[Data listing]
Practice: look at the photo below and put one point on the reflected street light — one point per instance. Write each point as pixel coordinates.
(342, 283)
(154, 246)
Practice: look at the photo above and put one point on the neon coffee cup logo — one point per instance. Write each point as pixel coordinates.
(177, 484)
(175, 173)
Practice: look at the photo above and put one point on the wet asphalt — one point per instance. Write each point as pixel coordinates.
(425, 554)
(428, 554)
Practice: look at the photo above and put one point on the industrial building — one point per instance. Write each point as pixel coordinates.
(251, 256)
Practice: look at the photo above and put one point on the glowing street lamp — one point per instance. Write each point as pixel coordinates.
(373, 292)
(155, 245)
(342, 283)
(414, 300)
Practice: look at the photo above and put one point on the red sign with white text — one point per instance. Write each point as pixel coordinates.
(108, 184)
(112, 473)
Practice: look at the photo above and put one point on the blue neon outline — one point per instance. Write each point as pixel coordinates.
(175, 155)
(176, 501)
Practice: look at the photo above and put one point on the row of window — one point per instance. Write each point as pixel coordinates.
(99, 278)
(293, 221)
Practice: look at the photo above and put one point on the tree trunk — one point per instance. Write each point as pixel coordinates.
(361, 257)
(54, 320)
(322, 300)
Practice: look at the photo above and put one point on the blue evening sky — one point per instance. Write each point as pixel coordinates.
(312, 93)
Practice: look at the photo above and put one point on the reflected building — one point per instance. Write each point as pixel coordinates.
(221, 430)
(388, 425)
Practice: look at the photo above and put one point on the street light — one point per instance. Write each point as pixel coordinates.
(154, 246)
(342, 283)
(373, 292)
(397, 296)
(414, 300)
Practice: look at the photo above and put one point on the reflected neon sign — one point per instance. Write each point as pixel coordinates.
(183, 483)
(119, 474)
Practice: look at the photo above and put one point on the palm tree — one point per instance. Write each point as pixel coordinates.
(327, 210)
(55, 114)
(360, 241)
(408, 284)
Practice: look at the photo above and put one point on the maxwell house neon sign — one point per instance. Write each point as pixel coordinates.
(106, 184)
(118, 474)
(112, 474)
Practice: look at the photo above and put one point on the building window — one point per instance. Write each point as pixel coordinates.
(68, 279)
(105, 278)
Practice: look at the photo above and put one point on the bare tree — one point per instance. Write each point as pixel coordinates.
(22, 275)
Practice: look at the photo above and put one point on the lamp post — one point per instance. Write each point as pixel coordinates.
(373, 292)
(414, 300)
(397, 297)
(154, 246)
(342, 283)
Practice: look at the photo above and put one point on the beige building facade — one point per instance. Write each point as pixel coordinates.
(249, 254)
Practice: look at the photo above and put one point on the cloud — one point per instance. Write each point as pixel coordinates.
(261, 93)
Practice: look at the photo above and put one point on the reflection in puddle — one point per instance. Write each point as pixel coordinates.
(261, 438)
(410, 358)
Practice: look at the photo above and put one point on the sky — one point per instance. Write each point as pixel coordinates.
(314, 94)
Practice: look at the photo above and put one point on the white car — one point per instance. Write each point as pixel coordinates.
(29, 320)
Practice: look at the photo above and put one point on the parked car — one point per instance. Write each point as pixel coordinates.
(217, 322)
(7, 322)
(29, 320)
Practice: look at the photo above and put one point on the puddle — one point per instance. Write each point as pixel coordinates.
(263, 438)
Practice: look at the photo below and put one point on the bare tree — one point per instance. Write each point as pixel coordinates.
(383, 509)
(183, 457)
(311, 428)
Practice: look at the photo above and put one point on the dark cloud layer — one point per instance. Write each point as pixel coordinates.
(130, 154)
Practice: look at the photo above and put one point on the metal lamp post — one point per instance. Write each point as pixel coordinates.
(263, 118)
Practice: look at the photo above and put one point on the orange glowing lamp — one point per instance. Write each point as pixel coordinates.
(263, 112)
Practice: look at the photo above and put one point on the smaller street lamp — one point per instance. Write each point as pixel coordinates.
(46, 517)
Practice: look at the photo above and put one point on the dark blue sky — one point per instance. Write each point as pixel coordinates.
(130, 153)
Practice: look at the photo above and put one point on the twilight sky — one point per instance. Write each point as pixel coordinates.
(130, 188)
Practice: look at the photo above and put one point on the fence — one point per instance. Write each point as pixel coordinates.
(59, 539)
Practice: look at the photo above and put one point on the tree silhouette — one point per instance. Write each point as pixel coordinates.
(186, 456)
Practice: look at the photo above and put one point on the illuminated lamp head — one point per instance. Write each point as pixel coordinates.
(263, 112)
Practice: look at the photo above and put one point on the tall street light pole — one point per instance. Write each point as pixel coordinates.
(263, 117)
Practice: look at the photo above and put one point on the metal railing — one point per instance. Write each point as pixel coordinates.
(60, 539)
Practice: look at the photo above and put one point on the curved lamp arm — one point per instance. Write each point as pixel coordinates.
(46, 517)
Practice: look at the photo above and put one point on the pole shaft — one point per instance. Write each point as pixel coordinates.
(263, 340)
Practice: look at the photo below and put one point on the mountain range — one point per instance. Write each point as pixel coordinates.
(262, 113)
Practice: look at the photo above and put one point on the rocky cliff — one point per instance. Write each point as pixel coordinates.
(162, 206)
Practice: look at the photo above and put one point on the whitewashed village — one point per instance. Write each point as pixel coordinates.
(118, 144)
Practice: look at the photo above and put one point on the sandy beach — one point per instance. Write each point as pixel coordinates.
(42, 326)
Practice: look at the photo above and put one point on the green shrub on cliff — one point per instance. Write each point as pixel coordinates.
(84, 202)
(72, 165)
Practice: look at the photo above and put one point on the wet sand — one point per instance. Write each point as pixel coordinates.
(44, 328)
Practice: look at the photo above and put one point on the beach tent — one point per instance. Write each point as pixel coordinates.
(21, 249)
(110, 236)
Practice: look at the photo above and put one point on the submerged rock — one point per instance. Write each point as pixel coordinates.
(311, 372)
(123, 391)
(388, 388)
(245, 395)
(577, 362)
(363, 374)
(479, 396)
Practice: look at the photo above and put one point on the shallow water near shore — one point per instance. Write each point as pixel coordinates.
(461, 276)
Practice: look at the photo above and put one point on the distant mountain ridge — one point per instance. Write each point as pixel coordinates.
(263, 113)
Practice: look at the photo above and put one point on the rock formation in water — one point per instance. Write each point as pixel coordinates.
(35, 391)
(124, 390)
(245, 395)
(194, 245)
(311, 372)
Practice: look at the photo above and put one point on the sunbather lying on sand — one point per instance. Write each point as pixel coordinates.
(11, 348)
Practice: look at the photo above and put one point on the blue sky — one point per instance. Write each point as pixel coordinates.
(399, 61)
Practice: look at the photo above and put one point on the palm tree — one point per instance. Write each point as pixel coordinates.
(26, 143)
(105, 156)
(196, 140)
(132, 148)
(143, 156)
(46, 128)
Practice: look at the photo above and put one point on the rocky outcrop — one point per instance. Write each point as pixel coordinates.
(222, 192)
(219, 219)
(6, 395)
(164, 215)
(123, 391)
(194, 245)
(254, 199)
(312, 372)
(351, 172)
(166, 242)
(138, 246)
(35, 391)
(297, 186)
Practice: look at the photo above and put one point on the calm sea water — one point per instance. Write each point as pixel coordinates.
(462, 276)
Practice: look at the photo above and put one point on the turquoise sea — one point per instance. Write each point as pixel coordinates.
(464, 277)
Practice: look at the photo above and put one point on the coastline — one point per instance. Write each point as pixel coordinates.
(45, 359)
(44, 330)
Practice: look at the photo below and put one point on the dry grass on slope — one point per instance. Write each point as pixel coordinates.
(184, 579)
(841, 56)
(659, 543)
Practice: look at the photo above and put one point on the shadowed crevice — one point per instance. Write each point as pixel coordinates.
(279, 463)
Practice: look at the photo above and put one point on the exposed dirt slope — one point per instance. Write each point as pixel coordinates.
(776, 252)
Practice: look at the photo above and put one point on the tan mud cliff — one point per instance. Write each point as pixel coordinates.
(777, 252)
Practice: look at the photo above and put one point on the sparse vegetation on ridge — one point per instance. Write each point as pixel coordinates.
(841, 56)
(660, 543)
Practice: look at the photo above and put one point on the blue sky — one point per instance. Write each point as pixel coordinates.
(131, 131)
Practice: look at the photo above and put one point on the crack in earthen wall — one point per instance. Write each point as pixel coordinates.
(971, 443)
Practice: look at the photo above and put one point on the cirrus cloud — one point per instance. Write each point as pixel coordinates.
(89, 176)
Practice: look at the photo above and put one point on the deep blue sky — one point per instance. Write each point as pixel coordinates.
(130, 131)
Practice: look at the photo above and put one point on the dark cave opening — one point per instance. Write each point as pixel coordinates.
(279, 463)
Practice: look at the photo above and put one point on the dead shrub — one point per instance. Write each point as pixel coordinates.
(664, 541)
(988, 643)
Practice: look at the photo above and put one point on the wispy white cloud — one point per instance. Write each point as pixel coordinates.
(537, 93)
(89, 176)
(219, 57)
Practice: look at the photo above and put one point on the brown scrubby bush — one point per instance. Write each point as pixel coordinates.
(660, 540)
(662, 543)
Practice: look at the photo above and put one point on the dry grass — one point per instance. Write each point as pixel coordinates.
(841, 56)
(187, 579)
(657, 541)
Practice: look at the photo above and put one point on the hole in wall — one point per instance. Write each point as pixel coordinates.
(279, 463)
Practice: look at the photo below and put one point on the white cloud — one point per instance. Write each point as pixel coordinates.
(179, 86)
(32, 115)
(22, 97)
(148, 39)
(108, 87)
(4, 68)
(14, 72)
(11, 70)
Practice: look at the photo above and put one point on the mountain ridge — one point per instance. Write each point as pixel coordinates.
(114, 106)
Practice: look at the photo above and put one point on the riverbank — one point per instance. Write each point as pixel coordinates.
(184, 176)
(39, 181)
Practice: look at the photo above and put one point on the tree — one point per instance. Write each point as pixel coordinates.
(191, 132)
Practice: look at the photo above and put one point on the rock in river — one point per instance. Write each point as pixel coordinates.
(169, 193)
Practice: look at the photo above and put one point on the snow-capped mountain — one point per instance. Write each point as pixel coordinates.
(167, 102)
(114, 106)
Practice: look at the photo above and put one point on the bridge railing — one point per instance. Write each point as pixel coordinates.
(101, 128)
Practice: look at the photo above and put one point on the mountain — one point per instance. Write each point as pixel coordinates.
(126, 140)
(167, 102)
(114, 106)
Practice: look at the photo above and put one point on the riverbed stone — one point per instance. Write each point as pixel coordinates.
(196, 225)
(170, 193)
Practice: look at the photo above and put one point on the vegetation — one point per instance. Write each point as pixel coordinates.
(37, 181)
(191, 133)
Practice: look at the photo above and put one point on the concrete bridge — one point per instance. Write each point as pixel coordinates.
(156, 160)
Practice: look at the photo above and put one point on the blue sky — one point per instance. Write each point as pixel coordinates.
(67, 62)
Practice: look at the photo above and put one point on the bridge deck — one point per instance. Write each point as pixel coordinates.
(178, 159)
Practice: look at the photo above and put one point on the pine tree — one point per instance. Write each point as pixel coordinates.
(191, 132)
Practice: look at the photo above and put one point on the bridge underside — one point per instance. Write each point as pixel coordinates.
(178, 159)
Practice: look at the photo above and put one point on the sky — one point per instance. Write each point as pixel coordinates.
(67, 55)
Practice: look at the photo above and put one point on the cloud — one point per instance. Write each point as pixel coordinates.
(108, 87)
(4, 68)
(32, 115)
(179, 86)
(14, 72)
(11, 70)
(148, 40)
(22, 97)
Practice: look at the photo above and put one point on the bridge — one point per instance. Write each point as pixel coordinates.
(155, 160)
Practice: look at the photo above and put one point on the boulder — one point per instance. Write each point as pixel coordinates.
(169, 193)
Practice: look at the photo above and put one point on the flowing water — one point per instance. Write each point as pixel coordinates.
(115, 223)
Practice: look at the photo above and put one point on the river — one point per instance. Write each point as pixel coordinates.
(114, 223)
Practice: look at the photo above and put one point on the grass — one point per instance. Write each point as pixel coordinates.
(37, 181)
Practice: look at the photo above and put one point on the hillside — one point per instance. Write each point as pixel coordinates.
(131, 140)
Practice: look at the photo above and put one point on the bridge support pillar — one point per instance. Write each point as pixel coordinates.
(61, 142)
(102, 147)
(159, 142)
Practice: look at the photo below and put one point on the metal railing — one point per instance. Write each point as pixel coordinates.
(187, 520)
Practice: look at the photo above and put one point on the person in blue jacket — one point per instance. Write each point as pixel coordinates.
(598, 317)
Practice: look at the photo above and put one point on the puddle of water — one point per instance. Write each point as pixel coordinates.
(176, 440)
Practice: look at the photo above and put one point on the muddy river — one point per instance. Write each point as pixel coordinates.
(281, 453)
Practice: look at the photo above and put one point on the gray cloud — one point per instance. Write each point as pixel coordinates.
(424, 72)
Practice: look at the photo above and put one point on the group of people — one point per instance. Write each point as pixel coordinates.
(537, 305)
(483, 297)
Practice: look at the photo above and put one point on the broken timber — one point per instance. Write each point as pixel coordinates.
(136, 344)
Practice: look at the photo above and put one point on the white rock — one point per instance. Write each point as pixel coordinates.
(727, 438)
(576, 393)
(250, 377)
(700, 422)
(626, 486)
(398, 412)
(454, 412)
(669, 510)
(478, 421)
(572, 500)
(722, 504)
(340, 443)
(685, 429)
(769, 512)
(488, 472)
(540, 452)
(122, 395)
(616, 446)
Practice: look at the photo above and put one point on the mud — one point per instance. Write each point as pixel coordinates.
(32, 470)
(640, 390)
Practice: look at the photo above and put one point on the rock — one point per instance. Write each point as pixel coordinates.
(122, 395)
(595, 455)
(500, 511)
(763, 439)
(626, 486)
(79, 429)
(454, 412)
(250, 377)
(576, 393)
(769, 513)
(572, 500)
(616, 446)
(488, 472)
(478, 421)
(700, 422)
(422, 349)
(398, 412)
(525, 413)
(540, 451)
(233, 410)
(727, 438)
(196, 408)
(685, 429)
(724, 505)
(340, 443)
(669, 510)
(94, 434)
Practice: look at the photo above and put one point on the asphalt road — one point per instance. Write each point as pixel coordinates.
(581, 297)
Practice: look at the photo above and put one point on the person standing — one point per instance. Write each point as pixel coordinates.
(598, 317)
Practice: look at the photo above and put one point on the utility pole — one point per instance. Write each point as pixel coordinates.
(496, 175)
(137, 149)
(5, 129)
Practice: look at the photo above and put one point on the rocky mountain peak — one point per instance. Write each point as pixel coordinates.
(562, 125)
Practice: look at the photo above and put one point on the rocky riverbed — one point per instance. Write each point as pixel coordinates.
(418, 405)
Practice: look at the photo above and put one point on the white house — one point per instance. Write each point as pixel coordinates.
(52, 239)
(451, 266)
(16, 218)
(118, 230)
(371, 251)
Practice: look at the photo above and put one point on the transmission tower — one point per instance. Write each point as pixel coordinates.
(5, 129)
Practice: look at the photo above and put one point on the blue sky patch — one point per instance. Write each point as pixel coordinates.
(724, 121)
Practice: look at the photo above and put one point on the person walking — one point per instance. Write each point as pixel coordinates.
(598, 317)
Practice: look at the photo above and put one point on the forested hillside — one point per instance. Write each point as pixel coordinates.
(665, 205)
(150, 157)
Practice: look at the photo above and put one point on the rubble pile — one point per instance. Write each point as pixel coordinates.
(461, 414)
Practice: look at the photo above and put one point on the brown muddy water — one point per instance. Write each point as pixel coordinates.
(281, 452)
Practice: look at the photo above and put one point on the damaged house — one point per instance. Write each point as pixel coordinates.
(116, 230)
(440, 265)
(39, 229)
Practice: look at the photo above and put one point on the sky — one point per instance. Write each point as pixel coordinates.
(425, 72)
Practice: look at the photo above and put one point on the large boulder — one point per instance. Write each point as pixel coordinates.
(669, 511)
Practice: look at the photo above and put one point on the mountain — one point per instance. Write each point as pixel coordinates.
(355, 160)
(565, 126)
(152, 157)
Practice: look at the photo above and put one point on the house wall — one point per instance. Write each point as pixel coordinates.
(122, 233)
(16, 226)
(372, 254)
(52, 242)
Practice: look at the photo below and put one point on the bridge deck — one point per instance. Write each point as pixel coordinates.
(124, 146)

Goal: All lines from the one with "on the large" through the final line above are to be quoted exactly; quote no other line.

Written answer:
Practice: look at the photo above and put one point on the large boulder — one point per instance. Write each point as pixel coordinates.
(669, 511)
Practice: look at the photo above and put one point on the mountain — one point per instance. Write each point as pixel coordinates.
(355, 160)
(565, 126)
(152, 157)
Practice: look at the photo above and put one point on the house wall — one point per instance. Write each point as pixel coordinates.
(122, 233)
(16, 226)
(372, 254)
(52, 242)
Practice: look at the photo below and put one point on the bridge deck — one point per instance. Write each point as pixel coordinates.
(124, 146)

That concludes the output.